======== Document section ========
In regard to the comparative excellence of the acting at Ameri- can and foreign theatres, I may quote Mr. Boucicault, who says it is better here than in England; and in the better class of our theatres I think it is. The only branch in which we are immeasurably distanced is in the field of broad burlesque, which American actors and actresses as a class are thoroughly incapable of portraying. In America the actresses who aspire to this line break into clog-dancing and banjo-playing, and, as they draw crowds and provoke laughter, they erroneously fancy they have reached the summit of burlesque excellence.

Where American histrionic talent shines most brightly is in fine sentiment or tragedy, and were it not that the American accent is so distasteful to English ears, I think such an actress as Mrs. Chanfrau, and one or two beautiful and sympathetic young women now charming American audiences, would scarcely have the meed of praise withheld from them by that London public which every player naturally holds in such high esteem.
========
- Task prompt: Reproduce the passage on American acting word for word, from "In regard to" up to and including "of burlesque excellence.".
======== Information ========
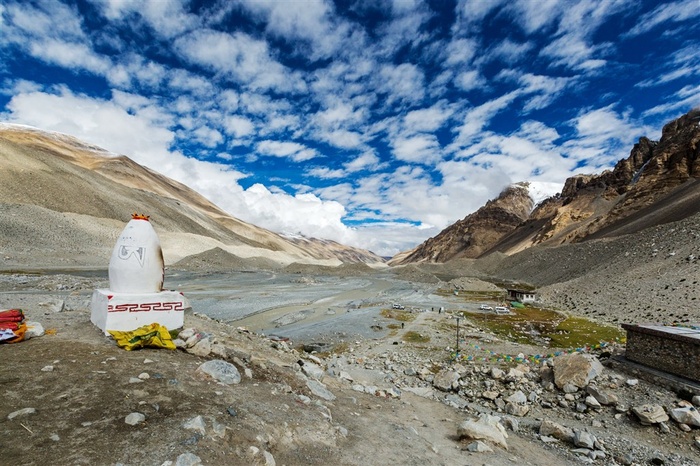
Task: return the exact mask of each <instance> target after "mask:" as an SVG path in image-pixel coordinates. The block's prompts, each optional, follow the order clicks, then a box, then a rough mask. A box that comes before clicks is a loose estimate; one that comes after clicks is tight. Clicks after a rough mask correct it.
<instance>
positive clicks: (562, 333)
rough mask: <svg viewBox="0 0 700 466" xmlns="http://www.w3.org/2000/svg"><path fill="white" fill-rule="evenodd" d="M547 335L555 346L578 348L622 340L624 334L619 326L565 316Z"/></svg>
mask: <svg viewBox="0 0 700 466" xmlns="http://www.w3.org/2000/svg"><path fill="white" fill-rule="evenodd" d="M549 337H550V338H551V339H552V342H551V346H553V347H555V348H572V347H576V348H578V347H582V346H585V345H595V344H597V343H599V342H601V341H623V340H624V339H625V338H626V334H625V331H624V330H622V329H620V328H617V327H612V326H609V325H602V324H599V323H597V322H593V321H592V320H588V319H584V318H583V317H567V318H566V319H564V320H563V321H562V322H560V323H559V325H557V328H556V329H554V331H553V332H552V333H551V334H550V335H549Z"/></svg>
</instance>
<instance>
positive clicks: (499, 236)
mask: <svg viewBox="0 0 700 466" xmlns="http://www.w3.org/2000/svg"><path fill="white" fill-rule="evenodd" d="M532 207H533V201H532V199H531V198H530V195H529V194H528V190H527V185H526V184H514V185H511V186H508V187H507V188H506V189H504V190H503V192H501V194H500V195H499V196H498V197H497V198H496V199H493V200H490V201H488V202H487V203H486V205H485V206H483V207H481V208H480V209H479V210H477V211H476V212H474V213H472V214H470V215H468V216H466V217H465V218H464V219H462V220H460V221H458V222H456V223H454V224H453V225H451V226H450V227H448V228H446V229H445V230H443V231H442V232H440V234H438V235H437V236H435V237H433V238H430V239H428V240H427V241H425V242H424V243H422V244H420V245H419V246H417V247H416V248H414V249H413V250H411V251H408V252H407V253H403V254H401V255H400V256H397V257H395V258H393V259H392V261H391V263H392V264H407V263H411V262H422V261H426V260H427V261H430V262H446V261H448V260H451V259H458V258H475V257H479V256H480V255H481V254H483V253H484V252H485V251H488V250H490V249H491V248H492V247H494V246H495V245H496V244H497V243H498V241H499V240H500V239H501V238H503V237H504V236H506V235H507V234H508V233H511V232H512V231H513V230H515V229H516V228H517V227H518V226H519V225H520V224H522V223H523V222H524V221H525V220H527V218H528V215H529V214H530V212H531V211H532Z"/></svg>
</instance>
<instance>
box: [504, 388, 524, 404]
mask: <svg viewBox="0 0 700 466" xmlns="http://www.w3.org/2000/svg"><path fill="white" fill-rule="evenodd" d="M506 401H507V402H509V403H515V404H521V405H524V404H526V403H527V397H526V396H525V394H524V393H523V392H522V391H520V390H518V391H517V392H515V393H513V394H512V395H511V396H509V397H508V398H506Z"/></svg>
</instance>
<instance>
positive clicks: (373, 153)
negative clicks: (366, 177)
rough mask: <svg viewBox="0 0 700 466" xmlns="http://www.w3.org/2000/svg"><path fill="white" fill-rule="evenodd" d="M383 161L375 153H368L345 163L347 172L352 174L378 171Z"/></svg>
mask: <svg viewBox="0 0 700 466" xmlns="http://www.w3.org/2000/svg"><path fill="white" fill-rule="evenodd" d="M380 162H381V160H380V159H379V157H377V155H376V154H375V153H374V152H371V151H367V152H365V153H363V154H361V155H359V156H357V157H355V158H354V159H352V160H350V161H349V162H347V163H345V165H344V166H345V170H347V171H348V172H350V173H354V172H358V171H361V170H374V169H378V168H379V166H380Z"/></svg>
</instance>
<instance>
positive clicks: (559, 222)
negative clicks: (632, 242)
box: [392, 109, 700, 264]
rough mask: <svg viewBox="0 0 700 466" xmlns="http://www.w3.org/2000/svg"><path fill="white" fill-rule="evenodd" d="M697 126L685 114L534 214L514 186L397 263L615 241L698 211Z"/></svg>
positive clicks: (466, 256) (698, 187)
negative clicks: (532, 246) (657, 135)
mask: <svg viewBox="0 0 700 466" xmlns="http://www.w3.org/2000/svg"><path fill="white" fill-rule="evenodd" d="M699 123H700V109H696V110H693V111H691V112H689V113H688V114H686V115H683V116H682V117H680V118H678V119H677V120H674V121H672V122H670V123H668V124H667V125H665V126H664V128H663V132H662V137H661V140H660V141H658V142H655V141H651V140H649V139H648V138H644V137H643V138H641V139H640V140H639V142H638V143H637V144H635V146H634V147H633V149H632V151H631V153H630V156H629V157H628V158H626V159H623V160H620V161H619V162H618V163H617V164H616V165H615V167H614V168H613V169H612V170H608V171H605V172H603V173H601V174H599V175H577V176H574V177H571V178H569V179H568V180H567V181H566V183H565V185H564V187H563V189H562V192H561V193H560V194H559V195H557V196H554V197H551V198H549V199H547V200H545V201H543V202H542V203H540V204H539V205H538V206H537V207H536V208H535V209H534V210H533V211H532V212H529V211H526V206H527V202H526V201H524V200H523V196H524V194H521V195H520V196H518V195H516V194H515V193H517V192H518V189H519V188H518V185H515V186H514V187H512V188H510V189H508V190H506V191H504V193H502V194H501V196H499V198H498V199H495V200H493V201H489V202H488V203H487V204H486V205H485V206H484V207H482V208H481V209H479V210H478V211H477V212H475V213H473V214H471V215H469V216H467V217H465V218H464V219H463V220H461V221H459V222H457V223H455V224H454V225H451V226H450V227H448V228H447V229H445V230H444V231H443V232H441V233H440V234H439V235H438V236H436V237H434V238H430V239H429V240H427V241H426V242H424V243H423V244H421V245H419V246H418V247H417V248H415V249H414V250H412V251H409V252H408V253H404V254H402V255H400V256H397V257H396V258H394V260H393V261H392V263H393V264H397V263H402V264H406V263H410V262H424V261H427V262H446V261H448V260H453V259H459V258H476V257H480V256H485V255H487V254H489V253H493V252H502V253H505V254H514V253H516V252H519V251H522V250H524V249H527V248H529V247H531V246H534V245H544V246H553V245H559V244H568V243H575V242H581V241H585V240H590V239H595V238H598V239H599V238H612V237H617V236H620V235H623V234H629V233H634V232H637V231H640V230H642V229H645V228H648V227H652V226H655V225H660V224H664V223H668V222H673V221H679V220H682V219H684V218H687V217H689V216H691V215H693V214H695V213H698V212H700V156H699V155H700V124H699ZM521 191H524V190H522V189H521ZM504 205H506V206H510V208H507V207H504ZM518 220H520V221H518Z"/></svg>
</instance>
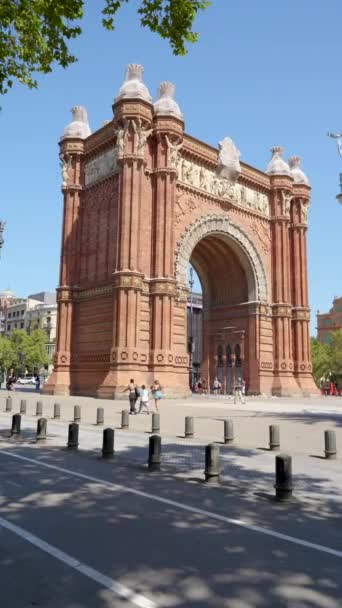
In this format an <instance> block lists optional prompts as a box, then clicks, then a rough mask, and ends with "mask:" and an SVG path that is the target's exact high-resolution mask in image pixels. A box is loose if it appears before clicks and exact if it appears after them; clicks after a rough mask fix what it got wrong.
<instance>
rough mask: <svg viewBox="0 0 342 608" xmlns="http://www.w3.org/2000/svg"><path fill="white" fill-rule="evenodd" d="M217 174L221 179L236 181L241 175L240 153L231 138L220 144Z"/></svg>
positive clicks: (223, 139)
mask: <svg viewBox="0 0 342 608" xmlns="http://www.w3.org/2000/svg"><path fill="white" fill-rule="evenodd" d="M218 145H219V155H218V165H217V174H218V175H219V176H220V177H225V178H226V179H229V180H233V181H236V180H237V179H238V177H239V175H240V173H241V166H240V160H239V159H240V151H239V150H238V149H237V147H236V145H235V144H234V142H233V140H232V139H231V138H230V137H225V138H224V139H222V140H221V141H220V142H219V144H218Z"/></svg>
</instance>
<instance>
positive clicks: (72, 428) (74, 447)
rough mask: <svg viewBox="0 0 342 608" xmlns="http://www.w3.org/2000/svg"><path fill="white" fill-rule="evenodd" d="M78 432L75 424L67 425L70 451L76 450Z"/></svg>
mask: <svg viewBox="0 0 342 608" xmlns="http://www.w3.org/2000/svg"><path fill="white" fill-rule="evenodd" d="M78 430H79V426H78V424H77V423H76V422H71V424H69V432H68V448H69V449H70V450H77V448H78Z"/></svg>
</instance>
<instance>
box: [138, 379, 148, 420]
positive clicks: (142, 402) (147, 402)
mask: <svg viewBox="0 0 342 608" xmlns="http://www.w3.org/2000/svg"><path fill="white" fill-rule="evenodd" d="M148 400H149V395H148V388H146V386H145V384H142V386H141V391H140V407H139V414H140V413H141V412H142V410H143V408H146V410H147V413H148V414H149V413H150V410H149V407H148Z"/></svg>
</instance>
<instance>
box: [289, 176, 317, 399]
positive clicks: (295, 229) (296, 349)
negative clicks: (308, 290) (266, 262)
mask: <svg viewBox="0 0 342 608" xmlns="http://www.w3.org/2000/svg"><path fill="white" fill-rule="evenodd" d="M293 189H294V198H293V201H292V213H291V220H292V222H291V226H290V251H291V269H292V281H291V289H292V338H293V361H294V376H295V378H296V380H297V382H298V384H299V386H300V388H301V389H302V391H303V393H304V394H317V387H316V385H315V383H314V380H313V378H312V365H311V354H310V328H309V323H310V308H309V298H308V269H307V246H306V232H307V215H308V207H309V203H310V188H309V186H306V185H305V184H295V185H294V188H293Z"/></svg>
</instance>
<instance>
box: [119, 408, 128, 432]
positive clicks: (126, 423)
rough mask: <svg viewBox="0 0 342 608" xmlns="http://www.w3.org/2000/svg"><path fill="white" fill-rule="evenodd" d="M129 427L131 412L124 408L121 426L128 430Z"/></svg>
mask: <svg viewBox="0 0 342 608" xmlns="http://www.w3.org/2000/svg"><path fill="white" fill-rule="evenodd" d="M128 427H129V413H128V410H122V412H121V428H122V429H124V430H127V429H128Z"/></svg>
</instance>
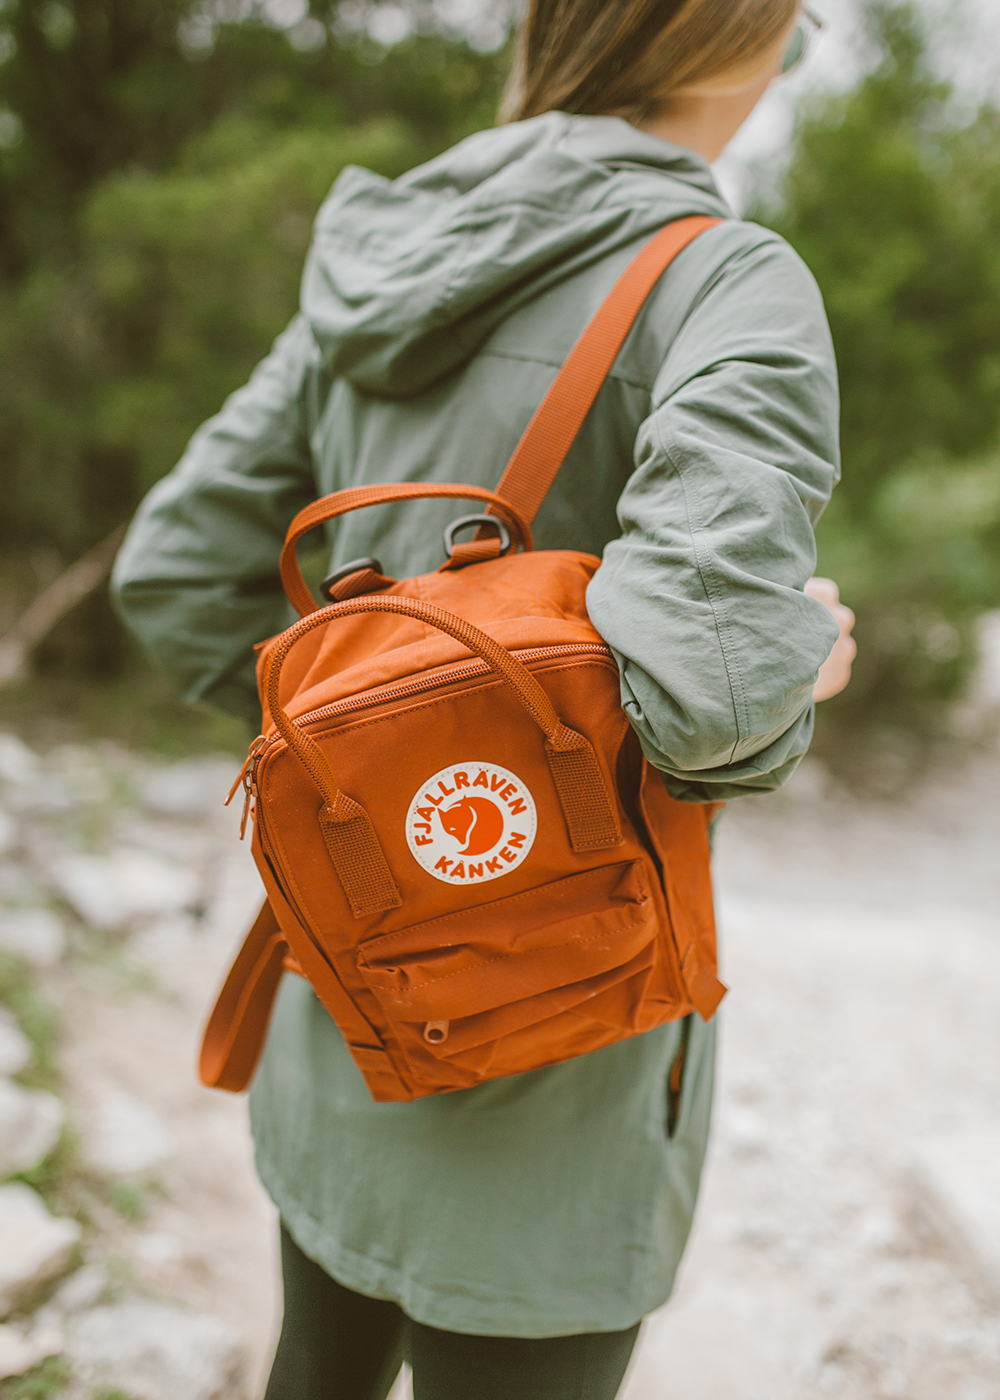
========
- Your solution:
In regard to the comparative excellence of the acting at Ameri- can and foreign theatres, I may quote Mr. Boucicault, who says it is better here than in England; and in the better class of our theatres I think it is. The only branch in which we are immeasurably distanced is in the field of broad burlesque, which American actors and actresses as a class are thoroughly incapable of portraying. In America the actresses who aspire to this line break into clog-dancing and banjo-playing, and, as they draw crowds and provoke laughter, they erroneously fancy they have reached the summit of burlesque excellence.